Set problem: Starting with the line that contains "How quickly can you produce the bounding box of the bare", copy every line through the end of the data below, exactly and with nothing added.

Information given:
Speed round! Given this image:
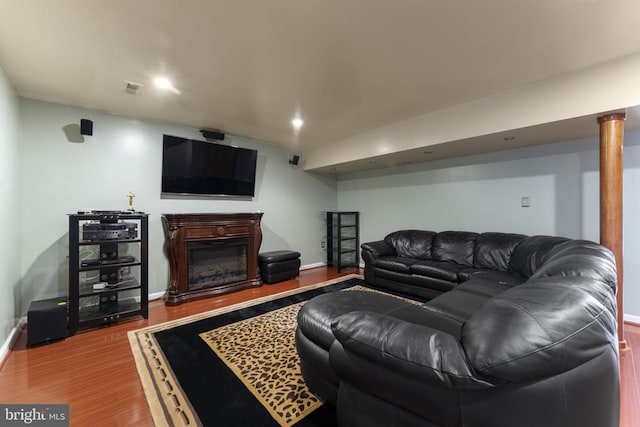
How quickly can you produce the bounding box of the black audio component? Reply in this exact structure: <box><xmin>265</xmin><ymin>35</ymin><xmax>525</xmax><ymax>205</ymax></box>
<box><xmin>100</xmin><ymin>292</ymin><xmax>118</xmax><ymax>306</ymax></box>
<box><xmin>27</xmin><ymin>297</ymin><xmax>68</xmax><ymax>347</ymax></box>
<box><xmin>80</xmin><ymin>256</ymin><xmax>136</xmax><ymax>267</ymax></box>
<box><xmin>82</xmin><ymin>222</ymin><xmax>138</xmax><ymax>240</ymax></box>
<box><xmin>100</xmin><ymin>243</ymin><xmax>118</xmax><ymax>261</ymax></box>
<box><xmin>100</xmin><ymin>267</ymin><xmax>119</xmax><ymax>285</ymax></box>
<box><xmin>80</xmin><ymin>119</ymin><xmax>93</xmax><ymax>136</ymax></box>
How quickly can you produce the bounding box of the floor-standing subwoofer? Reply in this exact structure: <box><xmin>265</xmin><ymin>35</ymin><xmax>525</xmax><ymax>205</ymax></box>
<box><xmin>27</xmin><ymin>297</ymin><xmax>68</xmax><ymax>347</ymax></box>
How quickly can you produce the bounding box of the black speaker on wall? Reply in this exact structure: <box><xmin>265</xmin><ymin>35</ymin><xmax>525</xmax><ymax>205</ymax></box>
<box><xmin>80</xmin><ymin>119</ymin><xmax>93</xmax><ymax>136</ymax></box>
<box><xmin>200</xmin><ymin>129</ymin><xmax>224</xmax><ymax>140</ymax></box>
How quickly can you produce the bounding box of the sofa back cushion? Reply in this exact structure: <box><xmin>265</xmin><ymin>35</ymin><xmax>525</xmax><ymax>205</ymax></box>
<box><xmin>531</xmin><ymin>240</ymin><xmax>618</xmax><ymax>292</ymax></box>
<box><xmin>508</xmin><ymin>236</ymin><xmax>569</xmax><ymax>277</ymax></box>
<box><xmin>384</xmin><ymin>230</ymin><xmax>436</xmax><ymax>259</ymax></box>
<box><xmin>461</xmin><ymin>276</ymin><xmax>618</xmax><ymax>383</ymax></box>
<box><xmin>473</xmin><ymin>233</ymin><xmax>527</xmax><ymax>271</ymax></box>
<box><xmin>431</xmin><ymin>231</ymin><xmax>478</xmax><ymax>266</ymax></box>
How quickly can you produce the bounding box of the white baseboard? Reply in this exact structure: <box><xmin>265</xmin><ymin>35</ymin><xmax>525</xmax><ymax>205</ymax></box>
<box><xmin>623</xmin><ymin>314</ymin><xmax>640</xmax><ymax>325</ymax></box>
<box><xmin>0</xmin><ymin>316</ymin><xmax>27</xmax><ymax>368</ymax></box>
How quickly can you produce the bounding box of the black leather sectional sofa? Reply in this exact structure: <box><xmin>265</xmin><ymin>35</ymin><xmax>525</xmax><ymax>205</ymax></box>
<box><xmin>296</xmin><ymin>230</ymin><xmax>619</xmax><ymax>427</ymax></box>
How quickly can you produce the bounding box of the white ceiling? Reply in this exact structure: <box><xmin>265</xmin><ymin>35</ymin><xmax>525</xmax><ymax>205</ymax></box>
<box><xmin>0</xmin><ymin>0</ymin><xmax>640</xmax><ymax>171</ymax></box>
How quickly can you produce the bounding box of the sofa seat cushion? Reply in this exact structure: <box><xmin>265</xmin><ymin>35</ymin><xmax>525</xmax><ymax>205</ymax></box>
<box><xmin>298</xmin><ymin>290</ymin><xmax>406</xmax><ymax>351</ymax></box>
<box><xmin>424</xmin><ymin>280</ymin><xmax>509</xmax><ymax>338</ymax></box>
<box><xmin>409</xmin><ymin>261</ymin><xmax>466</xmax><ymax>282</ymax></box>
<box><xmin>373</xmin><ymin>256</ymin><xmax>418</xmax><ymax>274</ymax></box>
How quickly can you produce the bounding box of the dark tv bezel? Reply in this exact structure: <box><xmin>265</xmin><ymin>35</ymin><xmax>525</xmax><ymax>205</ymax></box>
<box><xmin>160</xmin><ymin>134</ymin><xmax>258</xmax><ymax>199</ymax></box>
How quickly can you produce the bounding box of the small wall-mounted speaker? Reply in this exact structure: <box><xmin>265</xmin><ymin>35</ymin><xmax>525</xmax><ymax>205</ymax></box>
<box><xmin>80</xmin><ymin>119</ymin><xmax>93</xmax><ymax>135</ymax></box>
<box><xmin>200</xmin><ymin>129</ymin><xmax>224</xmax><ymax>140</ymax></box>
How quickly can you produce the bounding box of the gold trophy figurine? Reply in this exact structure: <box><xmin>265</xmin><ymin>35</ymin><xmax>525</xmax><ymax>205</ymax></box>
<box><xmin>127</xmin><ymin>191</ymin><xmax>136</xmax><ymax>212</ymax></box>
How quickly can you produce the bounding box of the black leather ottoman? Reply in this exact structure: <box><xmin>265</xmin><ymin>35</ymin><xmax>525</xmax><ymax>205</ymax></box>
<box><xmin>258</xmin><ymin>251</ymin><xmax>300</xmax><ymax>283</ymax></box>
<box><xmin>296</xmin><ymin>290</ymin><xmax>423</xmax><ymax>406</ymax></box>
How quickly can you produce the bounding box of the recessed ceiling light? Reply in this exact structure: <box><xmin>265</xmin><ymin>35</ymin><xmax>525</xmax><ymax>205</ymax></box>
<box><xmin>153</xmin><ymin>77</ymin><xmax>180</xmax><ymax>93</ymax></box>
<box><xmin>291</xmin><ymin>117</ymin><xmax>304</xmax><ymax>129</ymax></box>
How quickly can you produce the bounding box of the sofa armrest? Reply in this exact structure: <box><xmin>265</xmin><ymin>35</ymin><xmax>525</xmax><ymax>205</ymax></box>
<box><xmin>331</xmin><ymin>311</ymin><xmax>493</xmax><ymax>390</ymax></box>
<box><xmin>360</xmin><ymin>240</ymin><xmax>396</xmax><ymax>261</ymax></box>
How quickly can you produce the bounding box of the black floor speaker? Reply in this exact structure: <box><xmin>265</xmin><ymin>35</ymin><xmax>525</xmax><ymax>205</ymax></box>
<box><xmin>27</xmin><ymin>297</ymin><xmax>68</xmax><ymax>347</ymax></box>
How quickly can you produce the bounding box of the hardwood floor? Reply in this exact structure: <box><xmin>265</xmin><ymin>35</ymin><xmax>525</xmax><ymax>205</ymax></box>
<box><xmin>0</xmin><ymin>267</ymin><xmax>640</xmax><ymax>427</ymax></box>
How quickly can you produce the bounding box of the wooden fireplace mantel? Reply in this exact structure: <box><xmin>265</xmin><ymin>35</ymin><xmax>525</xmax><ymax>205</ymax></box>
<box><xmin>161</xmin><ymin>212</ymin><xmax>263</xmax><ymax>305</ymax></box>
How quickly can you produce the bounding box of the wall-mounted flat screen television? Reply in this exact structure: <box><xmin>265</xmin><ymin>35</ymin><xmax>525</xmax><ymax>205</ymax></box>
<box><xmin>162</xmin><ymin>135</ymin><xmax>258</xmax><ymax>197</ymax></box>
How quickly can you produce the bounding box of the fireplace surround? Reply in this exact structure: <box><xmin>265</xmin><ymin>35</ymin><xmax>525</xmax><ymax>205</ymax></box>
<box><xmin>161</xmin><ymin>212</ymin><xmax>262</xmax><ymax>305</ymax></box>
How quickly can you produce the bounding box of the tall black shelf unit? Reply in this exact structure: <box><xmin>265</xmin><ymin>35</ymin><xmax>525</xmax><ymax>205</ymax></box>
<box><xmin>68</xmin><ymin>212</ymin><xmax>149</xmax><ymax>335</ymax></box>
<box><xmin>327</xmin><ymin>212</ymin><xmax>360</xmax><ymax>271</ymax></box>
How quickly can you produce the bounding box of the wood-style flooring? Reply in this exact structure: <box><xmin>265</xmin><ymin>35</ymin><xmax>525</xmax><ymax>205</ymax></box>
<box><xmin>0</xmin><ymin>267</ymin><xmax>640</xmax><ymax>427</ymax></box>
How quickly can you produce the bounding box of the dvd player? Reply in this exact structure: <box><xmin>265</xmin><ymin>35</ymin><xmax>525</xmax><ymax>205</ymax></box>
<box><xmin>82</xmin><ymin>222</ymin><xmax>138</xmax><ymax>240</ymax></box>
<box><xmin>80</xmin><ymin>256</ymin><xmax>136</xmax><ymax>267</ymax></box>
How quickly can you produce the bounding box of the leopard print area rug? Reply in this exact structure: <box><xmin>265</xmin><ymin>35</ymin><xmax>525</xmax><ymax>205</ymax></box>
<box><xmin>200</xmin><ymin>300</ymin><xmax>324</xmax><ymax>427</ymax></box>
<box><xmin>128</xmin><ymin>274</ymin><xmax>366</xmax><ymax>427</ymax></box>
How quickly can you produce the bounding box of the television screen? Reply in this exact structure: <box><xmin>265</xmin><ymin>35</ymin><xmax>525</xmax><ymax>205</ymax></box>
<box><xmin>162</xmin><ymin>135</ymin><xmax>258</xmax><ymax>197</ymax></box>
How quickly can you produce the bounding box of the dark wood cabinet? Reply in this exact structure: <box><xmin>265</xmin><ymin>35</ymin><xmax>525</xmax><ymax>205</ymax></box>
<box><xmin>327</xmin><ymin>212</ymin><xmax>360</xmax><ymax>271</ymax></box>
<box><xmin>162</xmin><ymin>212</ymin><xmax>263</xmax><ymax>305</ymax></box>
<box><xmin>68</xmin><ymin>212</ymin><xmax>149</xmax><ymax>335</ymax></box>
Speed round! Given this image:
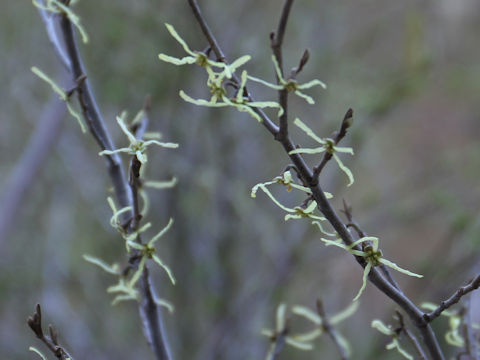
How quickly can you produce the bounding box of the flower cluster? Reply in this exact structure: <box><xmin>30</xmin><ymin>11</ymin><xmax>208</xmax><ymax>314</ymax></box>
<box><xmin>321</xmin><ymin>236</ymin><xmax>423</xmax><ymax>301</ymax></box>
<box><xmin>248</xmin><ymin>55</ymin><xmax>327</xmax><ymax>105</ymax></box>
<box><xmin>99</xmin><ymin>112</ymin><xmax>178</xmax><ymax>164</ymax></box>
<box><xmin>262</xmin><ymin>303</ymin><xmax>358</xmax><ymax>359</ymax></box>
<box><xmin>83</xmin><ymin>202</ymin><xmax>175</xmax><ymax>310</ymax></box>
<box><xmin>289</xmin><ymin>118</ymin><xmax>354</xmax><ymax>186</ymax></box>
<box><xmin>159</xmin><ymin>24</ymin><xmax>325</xmax><ymax>122</ymax></box>
<box><xmin>250</xmin><ymin>170</ymin><xmax>334</xmax><ymax>236</ymax></box>
<box><xmin>421</xmin><ymin>302</ymin><xmax>480</xmax><ymax>347</ymax></box>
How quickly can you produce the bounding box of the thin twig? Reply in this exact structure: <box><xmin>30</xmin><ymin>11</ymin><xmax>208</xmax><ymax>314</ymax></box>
<box><xmin>265</xmin><ymin>321</ymin><xmax>289</xmax><ymax>360</ymax></box>
<box><xmin>37</xmin><ymin>4</ymin><xmax>171</xmax><ymax>360</ymax></box>
<box><xmin>317</xmin><ymin>299</ymin><xmax>349</xmax><ymax>360</ymax></box>
<box><xmin>395</xmin><ymin>310</ymin><xmax>427</xmax><ymax>360</ymax></box>
<box><xmin>342</xmin><ymin>199</ymin><xmax>402</xmax><ymax>291</ymax></box>
<box><xmin>423</xmin><ymin>275</ymin><xmax>480</xmax><ymax>322</ymax></box>
<box><xmin>270</xmin><ymin>0</ymin><xmax>293</xmax><ymax>140</ymax></box>
<box><xmin>60</xmin><ymin>16</ymin><xmax>131</xmax><ymax>211</ymax></box>
<box><xmin>27</xmin><ymin>304</ymin><xmax>73</xmax><ymax>360</ymax></box>
<box><xmin>124</xmin><ymin>101</ymin><xmax>172</xmax><ymax>360</ymax></box>
<box><xmin>188</xmin><ymin>0</ymin><xmax>280</xmax><ymax>136</ymax></box>
<box><xmin>313</xmin><ymin>108</ymin><xmax>353</xmax><ymax>181</ymax></box>
<box><xmin>188</xmin><ymin>0</ymin><xmax>444</xmax><ymax>360</ymax></box>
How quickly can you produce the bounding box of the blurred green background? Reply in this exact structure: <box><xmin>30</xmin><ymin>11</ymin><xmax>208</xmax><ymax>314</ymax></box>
<box><xmin>0</xmin><ymin>0</ymin><xmax>480</xmax><ymax>360</ymax></box>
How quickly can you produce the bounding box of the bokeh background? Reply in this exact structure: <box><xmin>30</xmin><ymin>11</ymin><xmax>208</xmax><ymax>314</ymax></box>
<box><xmin>0</xmin><ymin>0</ymin><xmax>480</xmax><ymax>360</ymax></box>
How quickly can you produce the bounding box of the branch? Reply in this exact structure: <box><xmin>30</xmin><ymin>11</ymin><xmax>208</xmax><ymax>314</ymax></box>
<box><xmin>313</xmin><ymin>108</ymin><xmax>353</xmax><ymax>181</ymax></box>
<box><xmin>423</xmin><ymin>275</ymin><xmax>480</xmax><ymax>323</ymax></box>
<box><xmin>125</xmin><ymin>107</ymin><xmax>172</xmax><ymax>360</ymax></box>
<box><xmin>188</xmin><ymin>0</ymin><xmax>444</xmax><ymax>360</ymax></box>
<box><xmin>188</xmin><ymin>0</ymin><xmax>279</xmax><ymax>136</ymax></box>
<box><xmin>270</xmin><ymin>0</ymin><xmax>293</xmax><ymax>140</ymax></box>
<box><xmin>342</xmin><ymin>199</ymin><xmax>402</xmax><ymax>291</ymax></box>
<box><xmin>60</xmin><ymin>16</ymin><xmax>131</xmax><ymax>211</ymax></box>
<box><xmin>37</xmin><ymin>3</ymin><xmax>171</xmax><ymax>360</ymax></box>
<box><xmin>27</xmin><ymin>304</ymin><xmax>73</xmax><ymax>360</ymax></box>
<box><xmin>317</xmin><ymin>299</ymin><xmax>349</xmax><ymax>360</ymax></box>
<box><xmin>395</xmin><ymin>310</ymin><xmax>427</xmax><ymax>360</ymax></box>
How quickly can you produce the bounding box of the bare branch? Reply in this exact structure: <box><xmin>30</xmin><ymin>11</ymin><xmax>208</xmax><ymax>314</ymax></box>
<box><xmin>270</xmin><ymin>0</ymin><xmax>293</xmax><ymax>140</ymax></box>
<box><xmin>395</xmin><ymin>310</ymin><xmax>427</xmax><ymax>360</ymax></box>
<box><xmin>27</xmin><ymin>304</ymin><xmax>73</xmax><ymax>360</ymax></box>
<box><xmin>423</xmin><ymin>275</ymin><xmax>480</xmax><ymax>322</ymax></box>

Solved exercise:
How quickly can you produce the bounding box of the bare branch? Reply in this exact structure: <box><xmin>30</xmin><ymin>11</ymin><xmax>208</xmax><ymax>314</ymax></box>
<box><xmin>270</xmin><ymin>0</ymin><xmax>293</xmax><ymax>140</ymax></box>
<box><xmin>395</xmin><ymin>310</ymin><xmax>427</xmax><ymax>360</ymax></box>
<box><xmin>27</xmin><ymin>304</ymin><xmax>73</xmax><ymax>360</ymax></box>
<box><xmin>423</xmin><ymin>275</ymin><xmax>480</xmax><ymax>322</ymax></box>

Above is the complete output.